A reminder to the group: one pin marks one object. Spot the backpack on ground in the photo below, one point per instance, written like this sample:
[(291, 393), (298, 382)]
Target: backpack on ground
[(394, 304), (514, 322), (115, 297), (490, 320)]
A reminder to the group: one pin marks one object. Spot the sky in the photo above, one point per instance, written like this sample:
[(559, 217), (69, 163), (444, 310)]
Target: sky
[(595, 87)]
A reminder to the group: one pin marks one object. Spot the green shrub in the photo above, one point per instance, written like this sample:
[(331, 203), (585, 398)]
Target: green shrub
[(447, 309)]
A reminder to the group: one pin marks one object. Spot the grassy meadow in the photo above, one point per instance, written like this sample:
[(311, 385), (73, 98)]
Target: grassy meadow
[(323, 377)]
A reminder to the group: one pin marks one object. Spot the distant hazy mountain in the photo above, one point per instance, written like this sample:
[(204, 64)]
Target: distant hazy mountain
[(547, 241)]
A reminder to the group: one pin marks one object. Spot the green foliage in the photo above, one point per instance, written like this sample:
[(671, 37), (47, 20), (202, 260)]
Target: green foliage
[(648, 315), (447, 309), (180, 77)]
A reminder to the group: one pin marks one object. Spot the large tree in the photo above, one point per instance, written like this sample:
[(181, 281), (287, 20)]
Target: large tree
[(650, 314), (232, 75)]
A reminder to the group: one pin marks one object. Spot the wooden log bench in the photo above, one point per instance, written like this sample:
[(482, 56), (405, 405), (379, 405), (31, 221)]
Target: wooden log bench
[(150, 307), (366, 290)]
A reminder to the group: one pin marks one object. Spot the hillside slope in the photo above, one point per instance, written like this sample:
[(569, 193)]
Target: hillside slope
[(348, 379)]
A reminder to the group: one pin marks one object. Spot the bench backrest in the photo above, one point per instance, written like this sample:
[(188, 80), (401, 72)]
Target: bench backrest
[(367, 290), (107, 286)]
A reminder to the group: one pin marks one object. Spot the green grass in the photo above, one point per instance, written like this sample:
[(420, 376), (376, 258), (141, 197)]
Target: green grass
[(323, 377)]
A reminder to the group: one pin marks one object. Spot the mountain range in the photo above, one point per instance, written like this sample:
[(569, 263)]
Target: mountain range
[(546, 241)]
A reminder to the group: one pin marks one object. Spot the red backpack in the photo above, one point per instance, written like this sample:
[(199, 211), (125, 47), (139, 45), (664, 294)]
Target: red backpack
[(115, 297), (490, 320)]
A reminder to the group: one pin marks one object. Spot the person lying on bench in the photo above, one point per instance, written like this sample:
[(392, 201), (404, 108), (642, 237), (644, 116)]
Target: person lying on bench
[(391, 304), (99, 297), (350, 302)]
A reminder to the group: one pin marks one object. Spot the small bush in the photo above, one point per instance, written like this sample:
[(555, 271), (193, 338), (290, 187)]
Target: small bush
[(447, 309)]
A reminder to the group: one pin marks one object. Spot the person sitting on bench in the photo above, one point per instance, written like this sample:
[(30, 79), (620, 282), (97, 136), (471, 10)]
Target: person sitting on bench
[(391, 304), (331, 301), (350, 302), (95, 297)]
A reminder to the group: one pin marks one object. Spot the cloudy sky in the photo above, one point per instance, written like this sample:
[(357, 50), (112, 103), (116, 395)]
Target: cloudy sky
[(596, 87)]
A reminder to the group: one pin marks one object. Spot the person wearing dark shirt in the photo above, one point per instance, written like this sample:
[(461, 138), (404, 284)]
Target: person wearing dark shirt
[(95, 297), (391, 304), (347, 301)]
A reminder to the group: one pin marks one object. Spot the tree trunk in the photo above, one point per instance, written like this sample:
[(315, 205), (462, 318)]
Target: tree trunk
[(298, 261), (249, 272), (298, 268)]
# # # # #
INSTRUCTIONS FOR THE TASK: Could you set down, word for word, only the lines above from the line with "Target: person lying on bench" to the line with "the person sitting", including both?

RESPONSE AREA:
Target: person lying on bench
[(391, 304), (99, 297), (350, 302)]
A reminder to the group: one pin marks one object. Spot the small bush in the photo above, one point per instance, written like this sample:
[(555, 271), (193, 338), (290, 187)]
Target: small bush
[(447, 309)]
A reminder to the group: one pin marks one object. Spot the person sitting on bench in the photo above, one point per instance, written like this sample:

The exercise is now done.